**What is required:**
Please copy the records again, beginning at the line containing "On this screenshot, the ornate" and stopping after the line containing "[304,203,321,307]". Swap "honor guard soldier" for "ceremonial guard" and keep everything else unchanged.

(Part of a data file)
■ ■ ■ ■ ■

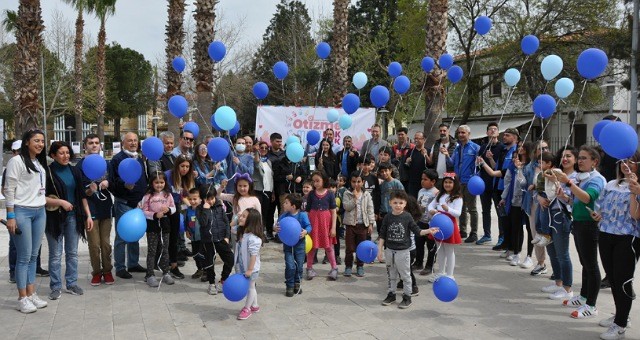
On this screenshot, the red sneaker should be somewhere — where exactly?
[104,272,116,285]
[91,274,102,286]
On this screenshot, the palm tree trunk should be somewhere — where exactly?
[424,0,449,145]
[73,10,84,140]
[331,0,349,106]
[13,0,46,137]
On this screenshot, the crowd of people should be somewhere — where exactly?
[3,117,640,339]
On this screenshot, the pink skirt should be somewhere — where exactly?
[309,210,337,248]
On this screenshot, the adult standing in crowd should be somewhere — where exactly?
[4,130,47,313]
[251,141,275,242]
[440,125,480,243]
[76,134,115,286]
[360,124,388,163]
[476,122,504,245]
[402,131,430,198]
[396,126,415,188]
[45,141,93,300]
[429,123,456,190]
[108,132,147,279]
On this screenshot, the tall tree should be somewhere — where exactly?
[89,0,120,140]
[165,0,186,139]
[192,0,218,133]
[331,0,349,106]
[13,0,44,135]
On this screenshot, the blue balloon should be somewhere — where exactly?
[393,76,411,94]
[555,78,573,99]
[600,122,638,159]
[182,122,200,138]
[316,41,331,59]
[420,57,436,73]
[447,65,464,84]
[285,143,304,163]
[467,175,484,196]
[167,95,189,118]
[338,115,353,130]
[82,153,107,181]
[307,130,320,145]
[207,137,229,162]
[540,54,564,80]
[353,72,369,90]
[473,15,493,35]
[532,94,556,119]
[342,93,360,114]
[116,208,147,242]
[222,273,249,302]
[356,240,378,263]
[592,119,613,142]
[273,61,289,80]
[520,35,540,55]
[433,276,458,302]
[214,105,238,130]
[438,53,453,70]
[369,85,389,108]
[387,61,402,78]
[253,81,269,100]
[327,109,342,123]
[118,158,142,184]
[577,48,609,80]
[504,68,520,87]
[278,216,302,247]
[429,213,453,241]
[171,57,187,73]
[141,137,164,161]
[209,41,227,63]
[229,122,240,137]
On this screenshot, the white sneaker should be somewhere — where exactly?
[549,287,573,300]
[17,296,38,314]
[600,323,626,340]
[540,283,568,294]
[29,293,49,309]
[518,256,533,269]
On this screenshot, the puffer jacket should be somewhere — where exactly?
[342,190,376,227]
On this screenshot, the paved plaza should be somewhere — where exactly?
[0,206,640,340]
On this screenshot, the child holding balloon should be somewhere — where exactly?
[273,194,312,297]
[141,171,176,287]
[427,172,462,282]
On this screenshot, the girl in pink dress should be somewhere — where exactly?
[306,171,338,281]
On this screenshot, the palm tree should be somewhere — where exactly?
[192,0,218,134]
[165,0,185,139]
[331,0,349,105]
[13,0,46,136]
[424,0,449,145]
[88,0,119,140]
[64,0,89,139]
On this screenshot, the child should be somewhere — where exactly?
[428,172,462,282]
[236,208,264,320]
[342,170,376,277]
[274,194,312,297]
[141,172,176,287]
[531,152,558,247]
[307,171,338,281]
[414,169,438,275]
[378,190,438,308]
[196,186,233,295]
[184,188,204,279]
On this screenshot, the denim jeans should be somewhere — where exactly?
[547,209,573,287]
[47,214,80,290]
[12,206,47,289]
[113,199,140,272]
[282,239,305,288]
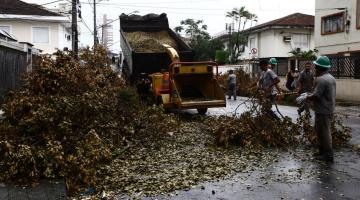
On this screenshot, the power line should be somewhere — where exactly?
[81,2,223,11]
[40,0,65,6]
[81,19,94,35]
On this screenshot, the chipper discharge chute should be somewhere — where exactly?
[151,45,226,114]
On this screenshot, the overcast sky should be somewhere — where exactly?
[23,0,315,51]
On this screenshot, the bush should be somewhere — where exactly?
[0,46,140,193]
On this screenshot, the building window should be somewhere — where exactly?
[291,33,310,50]
[0,25,10,34]
[321,12,344,35]
[249,38,255,50]
[356,0,360,29]
[32,27,50,44]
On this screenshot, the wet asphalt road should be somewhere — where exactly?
[165,97,360,200]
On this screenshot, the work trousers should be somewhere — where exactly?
[315,113,334,157]
[228,83,236,100]
[298,101,310,113]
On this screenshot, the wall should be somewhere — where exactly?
[0,20,71,53]
[280,77,360,102]
[315,0,360,54]
[241,28,315,59]
[58,24,72,50]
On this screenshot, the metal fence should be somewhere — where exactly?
[0,46,27,97]
[299,56,360,79]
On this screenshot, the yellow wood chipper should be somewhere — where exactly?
[150,44,226,114]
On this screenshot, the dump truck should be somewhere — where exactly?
[120,14,226,114]
[120,13,194,83]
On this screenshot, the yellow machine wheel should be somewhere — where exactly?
[197,108,207,115]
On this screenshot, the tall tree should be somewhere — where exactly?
[226,6,257,63]
[174,19,224,60]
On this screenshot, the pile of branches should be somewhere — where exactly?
[124,31,178,53]
[207,90,299,148]
[297,113,352,147]
[0,46,176,194]
[207,90,351,148]
[219,69,256,96]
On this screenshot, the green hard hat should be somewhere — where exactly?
[313,56,331,68]
[269,58,277,65]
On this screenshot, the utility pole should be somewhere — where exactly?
[226,23,234,61]
[94,0,97,46]
[71,0,79,59]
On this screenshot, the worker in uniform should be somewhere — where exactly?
[259,60,281,120]
[227,70,236,101]
[306,56,336,162]
[297,63,314,115]
[268,58,282,98]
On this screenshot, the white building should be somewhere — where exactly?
[315,0,360,56]
[315,0,360,102]
[0,0,71,54]
[241,13,315,75]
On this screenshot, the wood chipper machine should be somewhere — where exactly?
[150,44,226,114]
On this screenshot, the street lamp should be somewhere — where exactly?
[94,0,109,46]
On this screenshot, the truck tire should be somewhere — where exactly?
[197,108,207,115]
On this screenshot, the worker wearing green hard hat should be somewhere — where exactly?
[268,58,282,98]
[313,56,331,69]
[269,58,277,65]
[306,56,336,162]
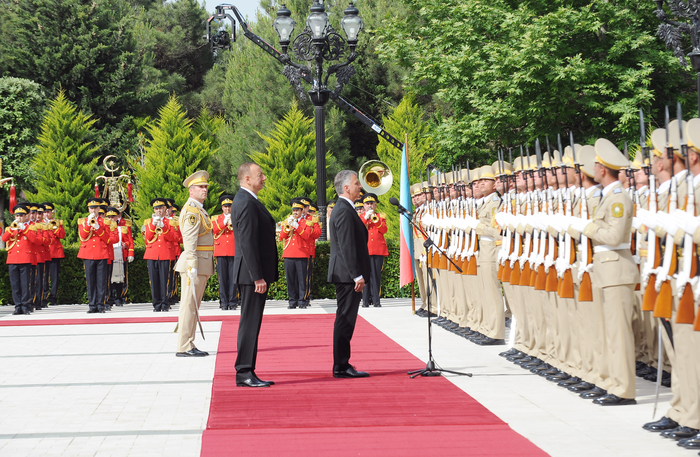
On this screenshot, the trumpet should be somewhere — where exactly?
[358,160,394,195]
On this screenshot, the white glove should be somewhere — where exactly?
[656,211,678,237]
[632,216,644,230]
[637,208,658,230]
[187,268,199,284]
[672,209,700,235]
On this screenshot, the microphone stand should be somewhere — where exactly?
[396,205,472,379]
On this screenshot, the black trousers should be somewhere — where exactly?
[362,255,384,305]
[108,260,129,306]
[7,263,32,313]
[304,257,314,305]
[284,257,309,306]
[216,255,240,309]
[168,260,180,306]
[148,260,170,310]
[42,259,61,306]
[235,284,267,374]
[333,282,362,371]
[83,259,108,311]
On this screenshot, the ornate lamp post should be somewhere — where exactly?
[273,0,364,241]
[655,0,700,114]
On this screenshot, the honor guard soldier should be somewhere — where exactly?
[105,207,134,306]
[143,198,177,312]
[362,193,389,308]
[280,198,313,309]
[42,202,66,306]
[175,171,214,357]
[212,195,240,310]
[78,198,111,313]
[2,204,43,314]
[569,138,639,405]
[304,203,321,307]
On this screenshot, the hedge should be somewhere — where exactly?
[0,241,418,305]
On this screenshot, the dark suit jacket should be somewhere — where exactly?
[231,189,278,287]
[328,198,371,283]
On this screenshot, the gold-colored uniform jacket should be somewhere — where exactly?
[583,182,639,287]
[175,199,214,276]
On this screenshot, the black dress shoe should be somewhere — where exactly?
[678,434,700,449]
[568,381,595,393]
[661,425,698,441]
[642,416,678,432]
[593,394,637,406]
[333,367,369,378]
[545,371,571,382]
[175,348,209,357]
[579,387,608,400]
[557,376,581,387]
[236,373,270,387]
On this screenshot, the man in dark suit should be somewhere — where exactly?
[328,170,371,378]
[231,162,278,387]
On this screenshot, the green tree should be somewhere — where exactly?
[134,96,221,221]
[251,103,332,221]
[27,91,99,243]
[377,93,433,240]
[0,77,44,215]
[378,0,695,164]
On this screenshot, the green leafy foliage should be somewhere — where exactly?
[0,77,44,198]
[27,91,99,243]
[377,93,434,240]
[251,103,332,221]
[134,96,221,221]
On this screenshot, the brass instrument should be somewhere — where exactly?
[358,160,394,195]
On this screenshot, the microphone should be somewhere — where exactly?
[389,197,412,216]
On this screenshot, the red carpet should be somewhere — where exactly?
[202,315,546,457]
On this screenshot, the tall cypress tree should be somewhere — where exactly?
[377,94,434,240]
[251,102,332,221]
[26,91,99,243]
[134,96,221,221]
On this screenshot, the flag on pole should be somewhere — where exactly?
[399,143,414,287]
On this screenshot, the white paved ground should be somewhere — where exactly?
[0,300,697,457]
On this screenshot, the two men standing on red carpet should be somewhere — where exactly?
[231,162,370,387]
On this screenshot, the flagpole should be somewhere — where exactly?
[399,133,416,314]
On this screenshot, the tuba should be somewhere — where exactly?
[358,160,394,195]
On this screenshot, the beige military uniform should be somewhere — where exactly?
[583,181,639,398]
[175,198,214,352]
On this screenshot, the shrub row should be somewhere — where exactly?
[0,241,418,305]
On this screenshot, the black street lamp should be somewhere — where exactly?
[273,0,364,241]
[654,0,700,115]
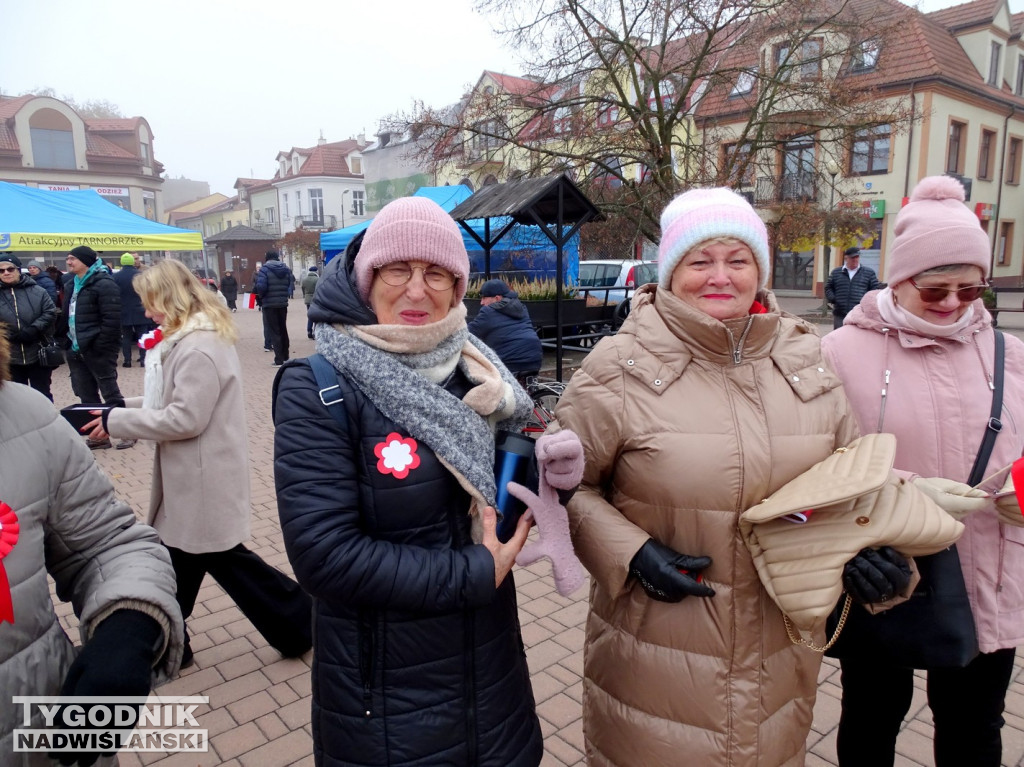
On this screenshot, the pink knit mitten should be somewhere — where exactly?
[508,429,585,596]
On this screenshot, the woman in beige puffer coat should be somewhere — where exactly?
[556,189,857,767]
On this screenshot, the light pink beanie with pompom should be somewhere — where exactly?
[886,176,992,286]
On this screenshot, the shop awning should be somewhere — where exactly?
[0,181,203,252]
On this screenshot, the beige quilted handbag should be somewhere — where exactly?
[739,434,964,650]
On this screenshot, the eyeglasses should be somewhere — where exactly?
[377,261,459,291]
[907,279,988,303]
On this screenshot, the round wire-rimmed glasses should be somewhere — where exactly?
[377,261,459,290]
[907,278,988,303]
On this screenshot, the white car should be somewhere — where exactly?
[580,258,657,303]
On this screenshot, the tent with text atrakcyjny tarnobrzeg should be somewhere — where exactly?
[0,181,203,252]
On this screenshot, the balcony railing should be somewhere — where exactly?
[252,221,281,236]
[293,215,338,229]
[754,173,818,205]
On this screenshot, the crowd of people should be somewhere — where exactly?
[0,177,1024,767]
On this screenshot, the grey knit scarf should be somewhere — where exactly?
[315,313,532,506]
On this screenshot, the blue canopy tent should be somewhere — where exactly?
[321,184,580,285]
[0,181,203,253]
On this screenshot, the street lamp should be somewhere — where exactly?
[820,159,839,316]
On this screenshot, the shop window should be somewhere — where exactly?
[1006,138,1024,183]
[997,221,1014,266]
[946,120,967,174]
[978,130,995,180]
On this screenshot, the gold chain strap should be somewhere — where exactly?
[782,594,853,652]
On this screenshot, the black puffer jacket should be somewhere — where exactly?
[825,266,886,316]
[469,293,544,373]
[60,269,121,354]
[274,237,543,767]
[0,275,57,366]
[256,258,294,309]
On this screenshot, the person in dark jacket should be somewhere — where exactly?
[220,269,239,311]
[274,198,544,767]
[825,247,886,330]
[256,250,295,368]
[469,280,544,381]
[114,253,157,368]
[302,266,319,338]
[0,253,57,402]
[46,266,65,311]
[0,329,181,767]
[61,245,125,449]
[27,261,59,307]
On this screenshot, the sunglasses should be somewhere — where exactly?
[907,280,988,303]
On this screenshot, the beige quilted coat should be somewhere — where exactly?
[557,286,857,767]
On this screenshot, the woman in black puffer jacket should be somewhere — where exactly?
[274,198,543,767]
[0,253,57,402]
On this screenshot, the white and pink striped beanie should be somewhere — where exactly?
[657,186,771,290]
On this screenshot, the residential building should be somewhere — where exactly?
[271,136,368,235]
[695,0,1024,295]
[0,95,164,221]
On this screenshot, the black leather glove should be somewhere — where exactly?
[843,546,910,604]
[630,539,715,602]
[50,609,163,767]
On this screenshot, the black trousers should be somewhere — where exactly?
[836,648,1016,767]
[67,347,125,408]
[10,363,53,402]
[263,306,289,365]
[167,544,312,657]
[121,323,157,365]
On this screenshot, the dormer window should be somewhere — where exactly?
[988,40,1002,87]
[647,80,676,112]
[852,40,879,72]
[729,67,758,96]
[597,93,618,128]
[552,106,572,133]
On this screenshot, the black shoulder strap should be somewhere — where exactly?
[967,331,1006,487]
[306,353,348,429]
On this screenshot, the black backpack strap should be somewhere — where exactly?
[967,330,1006,487]
[306,353,348,429]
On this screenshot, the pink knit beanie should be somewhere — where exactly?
[657,187,771,289]
[353,197,469,301]
[886,176,991,285]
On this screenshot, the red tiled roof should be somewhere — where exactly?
[85,131,138,160]
[696,0,1024,119]
[85,117,142,133]
[274,138,361,181]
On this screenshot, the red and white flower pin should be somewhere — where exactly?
[138,328,164,351]
[0,501,19,624]
[374,431,420,479]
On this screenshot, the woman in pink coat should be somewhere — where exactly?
[822,176,1024,767]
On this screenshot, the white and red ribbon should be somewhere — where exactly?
[0,501,19,623]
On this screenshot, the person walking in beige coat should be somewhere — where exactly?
[83,260,312,666]
[556,188,884,767]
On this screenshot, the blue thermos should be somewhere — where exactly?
[495,431,534,543]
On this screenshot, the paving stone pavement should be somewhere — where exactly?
[46,298,1024,767]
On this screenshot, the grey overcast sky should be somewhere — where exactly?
[0,0,1007,196]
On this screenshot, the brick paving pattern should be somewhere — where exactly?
[53,298,1024,767]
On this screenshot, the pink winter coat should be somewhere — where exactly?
[821,291,1024,652]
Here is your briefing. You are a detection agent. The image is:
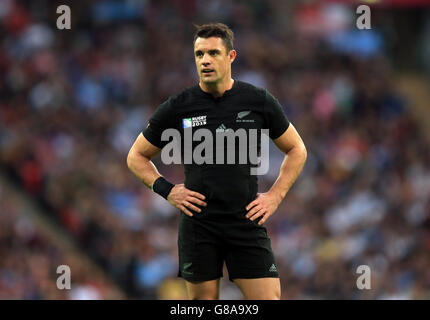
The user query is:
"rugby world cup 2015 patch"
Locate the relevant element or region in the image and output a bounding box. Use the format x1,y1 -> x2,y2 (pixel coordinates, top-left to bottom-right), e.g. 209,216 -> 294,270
182,116 -> 206,128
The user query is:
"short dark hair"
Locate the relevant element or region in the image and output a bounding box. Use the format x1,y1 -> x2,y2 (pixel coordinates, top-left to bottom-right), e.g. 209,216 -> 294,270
193,23 -> 234,53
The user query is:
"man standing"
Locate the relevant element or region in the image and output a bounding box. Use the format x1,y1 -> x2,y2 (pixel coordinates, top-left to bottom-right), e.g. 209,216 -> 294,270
127,23 -> 307,299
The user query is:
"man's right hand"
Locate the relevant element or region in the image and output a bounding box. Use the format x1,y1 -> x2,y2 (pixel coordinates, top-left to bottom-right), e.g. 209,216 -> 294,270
167,183 -> 207,217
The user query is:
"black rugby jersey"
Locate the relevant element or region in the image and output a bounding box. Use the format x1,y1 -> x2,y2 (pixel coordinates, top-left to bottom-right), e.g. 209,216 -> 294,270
142,80 -> 290,214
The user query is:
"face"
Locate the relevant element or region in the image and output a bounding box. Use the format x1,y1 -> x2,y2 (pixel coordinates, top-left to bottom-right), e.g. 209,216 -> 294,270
194,37 -> 236,84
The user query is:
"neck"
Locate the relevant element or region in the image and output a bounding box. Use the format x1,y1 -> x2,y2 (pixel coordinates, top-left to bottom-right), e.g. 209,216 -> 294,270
199,77 -> 234,98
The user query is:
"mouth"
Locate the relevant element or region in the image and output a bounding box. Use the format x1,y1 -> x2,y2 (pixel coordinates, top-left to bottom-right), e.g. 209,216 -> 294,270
202,69 -> 215,75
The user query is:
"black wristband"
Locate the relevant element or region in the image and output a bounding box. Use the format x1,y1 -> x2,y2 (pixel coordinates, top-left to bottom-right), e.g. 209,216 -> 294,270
152,177 -> 175,200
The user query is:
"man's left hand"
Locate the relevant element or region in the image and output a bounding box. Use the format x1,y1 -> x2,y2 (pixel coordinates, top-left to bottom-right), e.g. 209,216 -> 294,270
246,192 -> 282,225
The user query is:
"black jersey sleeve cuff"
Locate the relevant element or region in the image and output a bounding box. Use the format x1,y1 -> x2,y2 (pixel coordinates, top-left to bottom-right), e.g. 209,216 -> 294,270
142,127 -> 165,149
269,121 -> 290,140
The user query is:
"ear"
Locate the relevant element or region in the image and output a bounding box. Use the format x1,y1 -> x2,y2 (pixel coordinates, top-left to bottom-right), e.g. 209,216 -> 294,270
228,49 -> 237,63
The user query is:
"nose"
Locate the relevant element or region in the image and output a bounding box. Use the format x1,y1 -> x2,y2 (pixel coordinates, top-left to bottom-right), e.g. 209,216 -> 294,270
202,53 -> 211,67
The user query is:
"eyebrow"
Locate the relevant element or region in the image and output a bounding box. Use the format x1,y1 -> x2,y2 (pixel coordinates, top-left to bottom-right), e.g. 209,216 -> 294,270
194,49 -> 221,55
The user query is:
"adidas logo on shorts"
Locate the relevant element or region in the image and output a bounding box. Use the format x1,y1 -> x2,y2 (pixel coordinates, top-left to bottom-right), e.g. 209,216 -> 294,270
269,263 -> 278,272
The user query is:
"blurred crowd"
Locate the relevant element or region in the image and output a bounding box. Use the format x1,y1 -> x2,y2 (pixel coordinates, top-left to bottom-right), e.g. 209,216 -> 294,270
0,178 -> 122,300
0,0 -> 430,299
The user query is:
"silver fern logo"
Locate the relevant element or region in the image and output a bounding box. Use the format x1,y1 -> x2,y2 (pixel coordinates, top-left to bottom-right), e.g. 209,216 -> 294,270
236,110 -> 254,122
237,110 -> 251,119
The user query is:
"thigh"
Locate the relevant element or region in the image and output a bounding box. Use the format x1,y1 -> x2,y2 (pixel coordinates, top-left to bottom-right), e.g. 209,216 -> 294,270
185,279 -> 220,300
225,216 -> 279,282
178,214 -> 224,287
234,278 -> 281,300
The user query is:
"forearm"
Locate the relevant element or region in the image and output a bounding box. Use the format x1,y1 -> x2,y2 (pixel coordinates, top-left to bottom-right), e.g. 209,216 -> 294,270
269,146 -> 307,203
127,151 -> 161,188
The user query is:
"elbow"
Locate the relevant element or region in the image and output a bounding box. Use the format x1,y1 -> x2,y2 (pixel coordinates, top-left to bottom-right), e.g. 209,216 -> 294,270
297,143 -> 308,165
302,144 -> 308,162
127,150 -> 133,170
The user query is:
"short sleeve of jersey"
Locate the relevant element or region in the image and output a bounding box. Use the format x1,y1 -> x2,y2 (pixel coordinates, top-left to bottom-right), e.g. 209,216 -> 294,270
264,90 -> 290,140
142,99 -> 174,149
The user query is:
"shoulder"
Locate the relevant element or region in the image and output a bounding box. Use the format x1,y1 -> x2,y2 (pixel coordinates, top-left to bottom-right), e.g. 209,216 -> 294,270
237,80 -> 268,101
167,85 -> 202,107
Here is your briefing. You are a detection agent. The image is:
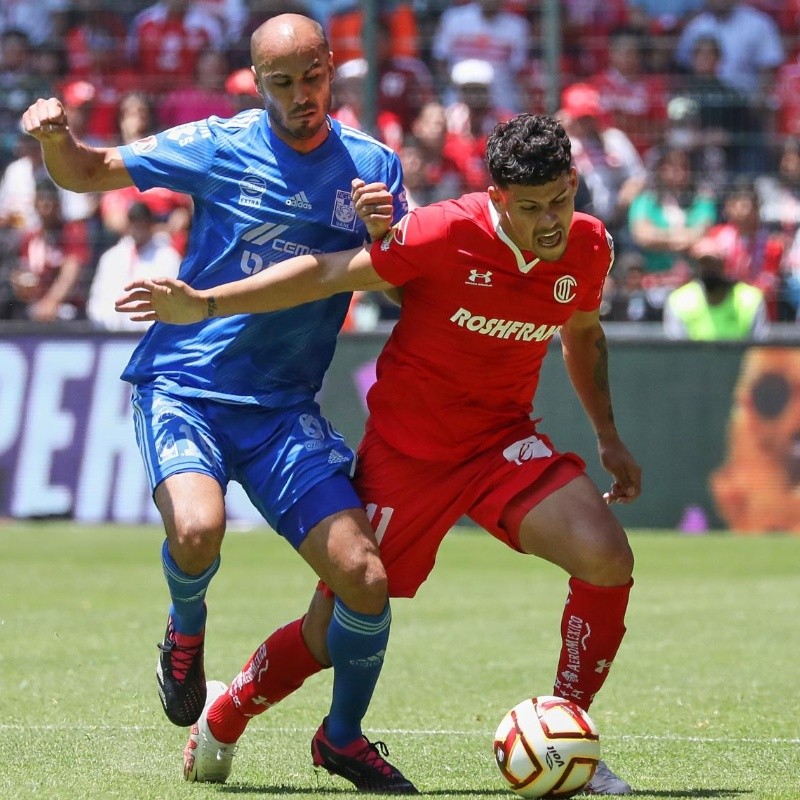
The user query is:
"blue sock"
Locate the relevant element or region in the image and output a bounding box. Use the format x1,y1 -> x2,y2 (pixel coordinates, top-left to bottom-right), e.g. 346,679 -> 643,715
161,539 -> 220,636
326,597 -> 392,747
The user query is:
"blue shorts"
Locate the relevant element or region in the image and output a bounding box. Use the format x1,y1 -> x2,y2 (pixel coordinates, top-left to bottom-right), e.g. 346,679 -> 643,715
133,384 -> 362,548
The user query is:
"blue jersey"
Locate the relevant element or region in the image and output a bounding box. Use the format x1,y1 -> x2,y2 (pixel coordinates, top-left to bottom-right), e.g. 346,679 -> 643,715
119,110 -> 406,408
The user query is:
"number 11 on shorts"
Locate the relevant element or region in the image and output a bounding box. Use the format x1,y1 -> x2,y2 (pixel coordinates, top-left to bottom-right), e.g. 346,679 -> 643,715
366,503 -> 394,544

■ ■ ■ ■ ■

**Response:**
On this screenshot, the ornate lamp post should be somewhere — where exactly?
[273,0,364,241]
[655,0,700,114]
On this screenshot, the ceremonial guard should be somewhere — where exactly?
[105,207,134,306]
[143,198,177,312]
[362,193,389,308]
[280,198,313,309]
[42,202,66,306]
[175,171,214,357]
[212,195,240,310]
[78,198,111,313]
[2,204,43,314]
[569,138,639,405]
[304,203,321,307]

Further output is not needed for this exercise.